------ Excerto ------

Vivemos tempos desafiantes e soluções urgentes precisam-se para uma inversão da actual tendência de envelhecimento da população portuguesa. É preciso analisar e definir o país que queremos ter e o país que queremos construir para os nossos mais velhos. O país terá de dar também respostas sociais a cada um de nós, daqui a mais ou menos tempo. Temos de iniciar este caminho de forma urgente, para que não seja tarde de mais.

De acordo com dados provisórios revelados pelos Censos 2021, somos cada vez menos e estamos mais velhos. O número de pessoas em Portugal com mais de 65 anos duplicou em relação aos anos 70, o que faz de nós um dos países mais envelhecidos da União Europeia. Mais de 2,4 milhões, ou seja 23,4% da população portuguesa, têm mais de 65 anos.

Em contrapartida, verificamos que as bases da pirâmide estão a “emagrecer”. O grupo populacional de pessoas até aos 15 anos de idade desceu 15,3% e representa hoje 12,9% do total, enquanto a população jovem em idade activa (dos 15 aos 24 anos) desceu 5,1% e as pessoas com idades entre os 25 e os 64 anos diminuíram 5,7%.

Segundo dados do INE, agravou-se assim “o duplo envelhecimento da população” com a redução dos jovens e o aumento dos mais velhos. O índice de envelhecimento da população está actualmente em 182 idosos por cada 100 jovens. Este indicador tem vindo a agravar-se significativamente ao longo dos últimos anos: em 2011 tínhamos 126 idosos por 100 jovens e há 20 anos eram 102 idosos por 100 jovens.

Há um claro desequilíbrio da balança que está a agravar-se cada vez mais e a comprometer a viabilidade da Segurança Social, que já actualmente não consegue responder de forma cabal às necessidades da sociedade portuguesa. Analisando a evolução da sustentabilidade da Segurança Social, em 1970 tínhamos 6,6 pessoas em idade activa por cada idoso. Actualmente o rácio é de 2,9 pessoas em idade activa por cada idoso, com tendência a agravar. Segundo dados da Pordata de 2019, cerca de 40% da população (com mais de 15 anos) recebia pensões da Segurança Social ou da Caixa Geral de Aposentações, o que reflecte uma sociedade empobrecida e muito dependente do estado.

------ Conteúdo dos dados ------

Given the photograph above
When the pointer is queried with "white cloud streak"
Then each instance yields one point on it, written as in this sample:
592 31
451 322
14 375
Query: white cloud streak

------

**Instruções:**
1. Indique todas as fontes de dados citadas no texto sobre o envelhecimento da população portuguesa.
2. Pegue no texto sobre o envelhecimento da população portuguesa e escreva a continuação, a partir da última frase.

**Respostas por tarefa:**
1.
- Censos 2021 (dados provisórios)
- INE
- Pordata (dados de 2019)

2.
E como são cuidados os nossos idosos?

Portugal tem a menor taxa de prestação de cuidados não domiciliários, uma das menores taxas de cobertura de cuidados formais e a maior taxa de cuidados domiciliários informais da Europa. Estes cuidados são essencialmente assegurados pela família. Segundo informação da Alzheimer Portugal, em 2020 o número de cuidadores informais em Portugal rondava os 1,4 milhões de pessoas. Os cuidados na velhice são, por isso, frágeis e insuficientes, assegurados na maior parte das vezes por um companheiro com idade próxima, sem formação nem capacidades física e mental necessárias para garantir a melhor resposta. Para além disso, o envelhecimento requer soluções multidisciplinares e, face ao actual perfil de cuidados, estamos longe, muito longe, de assegurar respostas dignas e suficientes aos nossos velhos.

Analisando os dados da Carta Social, a taxa de cobertura nacional com Estruturas Residenciais para Pessoas Idosas (ERPI), centros de dia e Serviços de Apoio Domiciliário (SAD) é de 12,1% e, segundo dados da Segurança Social, esta tem apenas 2560 vagas sociais, que correspondem a 20% da capacidade em respostas com comparticipação pública e em 10% naquelas que não têm essa comparticipação.

A população portuguesa está num processo de envelhecimento acelerado, a criação de novas estruturas residenciais para idosos é insuficiente. O actual modelo não está a ser capaz de dar a resposta de que todos precisam. É urgente uma reforma da Segurança Social, uma reforma que possa acompanhar as actuais tendências demográficas, definindo uma solução futura sustentada e viável.

E se pudéssemos escolher os cuidados que desejamos no nosso envelhecimento?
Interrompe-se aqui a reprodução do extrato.